[START OF Data records]

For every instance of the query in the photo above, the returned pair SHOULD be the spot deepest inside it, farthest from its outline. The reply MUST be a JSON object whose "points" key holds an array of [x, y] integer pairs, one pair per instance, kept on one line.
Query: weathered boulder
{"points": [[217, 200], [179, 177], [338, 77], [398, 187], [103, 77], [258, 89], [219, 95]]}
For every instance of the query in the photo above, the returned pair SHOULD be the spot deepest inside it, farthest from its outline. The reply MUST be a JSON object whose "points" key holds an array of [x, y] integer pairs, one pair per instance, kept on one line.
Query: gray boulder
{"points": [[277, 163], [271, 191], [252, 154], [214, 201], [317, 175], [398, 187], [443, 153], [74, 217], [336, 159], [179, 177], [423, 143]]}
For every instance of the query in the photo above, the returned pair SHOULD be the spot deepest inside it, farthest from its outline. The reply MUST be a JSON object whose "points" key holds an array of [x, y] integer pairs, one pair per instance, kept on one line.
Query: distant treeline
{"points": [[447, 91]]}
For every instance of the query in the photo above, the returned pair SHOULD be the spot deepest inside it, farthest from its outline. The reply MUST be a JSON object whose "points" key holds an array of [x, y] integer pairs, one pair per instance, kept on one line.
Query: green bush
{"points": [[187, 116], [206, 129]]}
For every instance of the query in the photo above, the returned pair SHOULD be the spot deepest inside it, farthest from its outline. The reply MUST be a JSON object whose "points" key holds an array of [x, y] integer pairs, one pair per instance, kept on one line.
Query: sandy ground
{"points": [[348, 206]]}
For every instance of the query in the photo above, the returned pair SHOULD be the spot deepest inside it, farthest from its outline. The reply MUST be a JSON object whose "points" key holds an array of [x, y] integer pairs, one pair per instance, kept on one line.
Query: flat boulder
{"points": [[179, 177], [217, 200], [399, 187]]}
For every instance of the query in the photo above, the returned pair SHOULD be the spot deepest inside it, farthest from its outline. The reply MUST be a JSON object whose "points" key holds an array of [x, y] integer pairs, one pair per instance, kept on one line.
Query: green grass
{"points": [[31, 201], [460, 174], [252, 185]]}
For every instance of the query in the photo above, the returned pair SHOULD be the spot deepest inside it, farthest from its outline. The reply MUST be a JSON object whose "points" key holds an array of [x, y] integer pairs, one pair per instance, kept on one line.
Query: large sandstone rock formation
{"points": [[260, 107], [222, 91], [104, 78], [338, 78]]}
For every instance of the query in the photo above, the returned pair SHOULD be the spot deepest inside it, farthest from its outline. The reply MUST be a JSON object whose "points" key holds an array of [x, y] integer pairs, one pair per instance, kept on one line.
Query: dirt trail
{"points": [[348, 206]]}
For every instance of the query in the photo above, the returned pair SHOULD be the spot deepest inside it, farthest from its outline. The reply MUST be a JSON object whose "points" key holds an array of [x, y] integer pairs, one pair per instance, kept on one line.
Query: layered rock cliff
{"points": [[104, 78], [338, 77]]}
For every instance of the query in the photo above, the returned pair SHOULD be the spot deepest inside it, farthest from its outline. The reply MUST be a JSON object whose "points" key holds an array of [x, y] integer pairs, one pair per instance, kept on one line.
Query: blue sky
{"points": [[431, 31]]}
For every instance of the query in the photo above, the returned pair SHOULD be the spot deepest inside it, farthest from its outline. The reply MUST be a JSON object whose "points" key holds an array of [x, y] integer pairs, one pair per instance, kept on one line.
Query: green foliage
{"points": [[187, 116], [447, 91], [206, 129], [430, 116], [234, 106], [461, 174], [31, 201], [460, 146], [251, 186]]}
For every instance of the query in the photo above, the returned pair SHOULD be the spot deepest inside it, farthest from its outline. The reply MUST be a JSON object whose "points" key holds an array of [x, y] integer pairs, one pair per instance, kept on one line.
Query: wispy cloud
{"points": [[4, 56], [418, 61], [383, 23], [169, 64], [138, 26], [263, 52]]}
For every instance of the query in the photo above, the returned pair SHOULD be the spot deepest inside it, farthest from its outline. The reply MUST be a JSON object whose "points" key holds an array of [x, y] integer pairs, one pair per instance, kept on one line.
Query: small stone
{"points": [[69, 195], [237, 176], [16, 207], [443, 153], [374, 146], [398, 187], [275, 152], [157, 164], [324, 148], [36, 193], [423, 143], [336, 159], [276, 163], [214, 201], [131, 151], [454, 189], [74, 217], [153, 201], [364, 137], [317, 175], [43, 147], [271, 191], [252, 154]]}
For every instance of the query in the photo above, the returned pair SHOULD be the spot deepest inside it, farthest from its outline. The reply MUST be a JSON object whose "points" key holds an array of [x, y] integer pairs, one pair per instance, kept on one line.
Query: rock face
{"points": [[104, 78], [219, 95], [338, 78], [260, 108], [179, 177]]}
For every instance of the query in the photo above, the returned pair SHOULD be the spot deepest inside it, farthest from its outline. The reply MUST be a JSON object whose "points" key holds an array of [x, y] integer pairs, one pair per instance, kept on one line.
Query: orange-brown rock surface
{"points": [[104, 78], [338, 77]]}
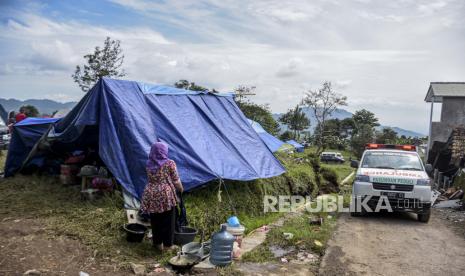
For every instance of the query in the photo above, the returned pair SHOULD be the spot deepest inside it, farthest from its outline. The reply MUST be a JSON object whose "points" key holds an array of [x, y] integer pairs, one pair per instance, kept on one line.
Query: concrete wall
{"points": [[452, 116], [453, 111]]}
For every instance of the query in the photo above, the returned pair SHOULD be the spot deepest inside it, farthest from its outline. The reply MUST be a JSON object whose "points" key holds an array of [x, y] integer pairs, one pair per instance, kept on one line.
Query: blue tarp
{"points": [[24, 136], [298, 147], [208, 136], [270, 141]]}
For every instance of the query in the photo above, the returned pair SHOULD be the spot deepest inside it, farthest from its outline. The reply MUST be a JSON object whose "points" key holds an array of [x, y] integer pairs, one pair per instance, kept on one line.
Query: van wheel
{"points": [[360, 213], [424, 217]]}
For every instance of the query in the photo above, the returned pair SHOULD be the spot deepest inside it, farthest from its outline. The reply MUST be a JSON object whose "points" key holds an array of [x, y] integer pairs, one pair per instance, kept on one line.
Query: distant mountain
{"points": [[3, 114], [337, 114], [343, 114], [44, 106]]}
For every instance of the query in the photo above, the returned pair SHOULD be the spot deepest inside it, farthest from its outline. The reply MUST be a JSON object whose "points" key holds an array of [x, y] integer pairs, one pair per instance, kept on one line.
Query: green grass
{"points": [[342, 170], [98, 224], [3, 154]]}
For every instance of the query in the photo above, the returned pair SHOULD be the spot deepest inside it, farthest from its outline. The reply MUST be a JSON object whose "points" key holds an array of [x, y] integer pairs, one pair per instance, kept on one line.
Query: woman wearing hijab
{"points": [[159, 197]]}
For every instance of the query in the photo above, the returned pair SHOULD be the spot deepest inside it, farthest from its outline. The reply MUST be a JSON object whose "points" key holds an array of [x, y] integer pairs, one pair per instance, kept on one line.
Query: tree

[END OF Data records]

◆ Written exercise
Could you update these rows so that "photo above" becomes "image shown above" throughout, with nothing else changed? Leave the pictures out of your answer.

◆ Answer to the task
For every instance of the query in the image shown above, the returned pair SHOULD be the spot deepest inside it, farthest from its outline. The reply MUST be a JSON object whose "points" key holds an array of [x, y] integer pairs, one pair per instance, kept on one line.
Query: weathered boulder
{"points": [[217, 200], [179, 177], [338, 77], [398, 187], [103, 77], [258, 89], [219, 95]]}
For every instance of the query in the image shown above, the returned pair SHOULD be the spot deepest inside it, farthest from its outline. The reply MUST be a JSON object whose "points" key holds an array of [x, y] integer pairs, one pair per instance, kept on one line.
Query: gray boulder
{"points": [[277, 163], [271, 191], [252, 154], [214, 201], [317, 175], [398, 187], [443, 153], [74, 217], [336, 159], [179, 177], [423, 143]]}
For every instance of the query in the image shown above, the returned pair SHOULD be the spot deepest inside it, farthest from its outline. The reply MUST be a JSON object whose "points" key holds an array of [x, y] integer pairs, one pair per instance, kept on one line.
Query: distant treeline
{"points": [[447, 91]]}
For every instance of the query in the image shown above, the returned pair SHOULD be the spot deepest inside it, farthest from its outline. The reply MUST be a JSON object whose "points" key holds an array of [x, y] integer pairs, one pair per instance, kept on one line.
Query: green bush
{"points": [[187, 116], [206, 129]]}
For every instance of the query in the image shown above, the returned pair SHOULD be the spot deepest inside it, farthest from its outline. The reply MUST be a JSON object whose "points" key holds an array of [x, y] integer pairs, one pair per instance, kept on one line.
Query: sandy ground
{"points": [[348, 206]]}
For every instance of the query in the image shown above, the returned pair SHOULD be the spot deepest inside it, farthest from its outline. The reply MUST be a JSON object whose "points" key holds an array of [x, y] integer pairs, one pair per instance, kept on one line.
Query: flat boulder
{"points": [[179, 177], [217, 200], [399, 187]]}
For every instance of the query in the image shown above, the returned pair SHOULD be the spot deepest inside it, farthest from its outline. The reply MUST be a JSON object whose "points" key holds an array of [x, y] integer pairs, one pair per instance, kept on one line.
Query: green grass
{"points": [[31, 201], [460, 174], [252, 185]]}
For every instance of the query in the image shown above, the returned pair SHOULD be the spot deepest inside it, farthest from its outline. The reply MUST be a JSON object whose "points" key holds an array of [x, y] integer pairs, one pair per instance, kept on one line.
Query: large sandstone rock formation
{"points": [[260, 107], [222, 91], [104, 78], [338, 78]]}
For every instance of the query in the image shown above, the returned pair SHOULD be the spot deepest inside it, farthest from its outline. The reply MUST be a JSON object whose "points" key holds an array of [x, y] integer pairs, one pair per instance, kept on one line.
Query: dirt trail
{"points": [[348, 206]]}
For every instance of the query in the image shown above, the returned pair SHOULD be the spot deepest inside it, farthest from its outline. The reply MUST be a JSON object whose "points" key holds an array of [x, y] integer pairs, one pair per instance, kept on one line.
Query: layered rock cliff
{"points": [[104, 78], [338, 77]]}
For every instance of the query in the image shown above, the returned pair SHOULD be the spot deepest inside it, farthest from its outline. The reply MUST be a JSON object whose "points" key holds an array of [x, y] integer pairs, one pair per instance, kept on one line.
Query: blue sky
{"points": [[431, 31]]}
For every instance of the query in the image shown above, the returned pair SHOULD be the spot deepest inside it, farthest from its outline. The reply MUST be a JSON object whose "points" key holds an array of [x, y] integer pairs, one pair per instance, kept on one line.
Query: green foliage
{"points": [[187, 116], [447, 91], [206, 129], [430, 116], [234, 106], [461, 174], [31, 201], [460, 146], [251, 186]]}
For every instance of the query in the image shown above, the returned pair SHOULD be the spot deepest inside it, farthest from its outline. The reply MUST be a JSON object whose "points" key holds an array of [x, y] integer pairs, one pair per instance, kept on one line.
Query: wispy cloud
{"points": [[4, 56], [418, 61], [383, 23], [169, 64], [138, 26], [263, 52]]}
For every instance of the query in the image shown above, the returned pair SHOULD be the spot deepest inside it, farthest from its outline. The reply MUST be a JSON object whose "points" key holds an array of [x, y] integer pairs, one pair per instance, kept on one line.
Query: small stone
{"points": [[69, 195], [237, 176], [16, 207], [443, 153], [374, 146], [398, 187], [275, 152], [157, 164], [324, 148], [36, 193], [423, 143], [336, 159], [276, 163], [214, 201], [131, 151], [454, 189], [74, 217], [153, 201], [364, 137], [317, 175], [43, 147], [271, 191], [252, 154]]}
For every instance of the query in the image shown above, the returned pair SHOULD be the spot deepest inside it, farthest from its outline. The reply MUST be a JSON object whose "points" key holds an array of [x, y] integer pairs, one pair per instance, kept on one line.
Query: rock face
{"points": [[104, 78], [219, 95], [338, 78], [260, 108], [179, 177]]}
For every instance of the query in the image shown above, the returned pair SHOULD be the spot deepest inside it, farthest from its outline. The reply MUST be a JSON object whose "points" key holds an array of [x, y] integer pairs, one pair per instance, kept on one line.
Query: orange-brown rock surface
{"points": [[104, 78], [338, 77]]}
For every instance of the query in the image shown above, the returned pair SHOULD be the spot deepest inside it, farthest from its outline. The reply MUST be a JSON object whose "points" key holds an array of [x, y] integer pairs, one pair per instance, kept on one line.
Query: concrete wall
{"points": [[452, 116], [453, 111]]}
For every instance of the query in the image shown above, the returned pair SHOULD be the spot deepest inside it, farthest from its outline. The reply MUST be a JSON object whose "points" key holds an array of [x, y] integer pairs, one pair per instance, kept on one line.
Query: blue tarp
{"points": [[24, 136], [298, 147], [208, 136], [270, 141]]}
For every instance of the query in the image shown above, the returned pair SHOULD be the spot deepest inside it, farthest from its outline. The reply MUST be a JSON object whose "points" key holds an array of [x, y] integer pairs, one pair per instance, kept on one line.
Query: van wheel
{"points": [[360, 213], [424, 217]]}
For every instance of the query in the image shown above, the returned pair SHOULD be the spot deepest inside it, farthest from its outline. The reply MUST be a JSON object whose "points" key holds an array of [x, y] integer pairs, one pair per instance, kept on one line.
Query: distant mountain
{"points": [[3, 114], [337, 114], [343, 114], [44, 106]]}
For every instance of the query in the image shown above, the returned pair SHOULD be the spot deepest inside it, farthest from its outline. The reply MUST be a JSON object whose "points" key holds an array of [x, y] integer pairs, one pair per instance, kept on one line.
Query: green grass
{"points": [[342, 170], [98, 224], [3, 154]]}
For every instance of the query in the image shown above, the returned pair SHOULD be the spot deepest inside it, farthest from its outline. The reply MUST be a JSON object whose "points" key holds an array of [x, y] integer pairs, one pair per instance, kept on one line.
Query: woman wearing hijab
{"points": [[159, 197]]}
For every instance of the query in the image shown above, the returned pair SHOULD be the spot deepest inside it, farthest from its outline. The reply MUST be a JSON object whose "points" key holds an array of [x, y] integer pairs, one pair per instance, kept on one line.
Query: tree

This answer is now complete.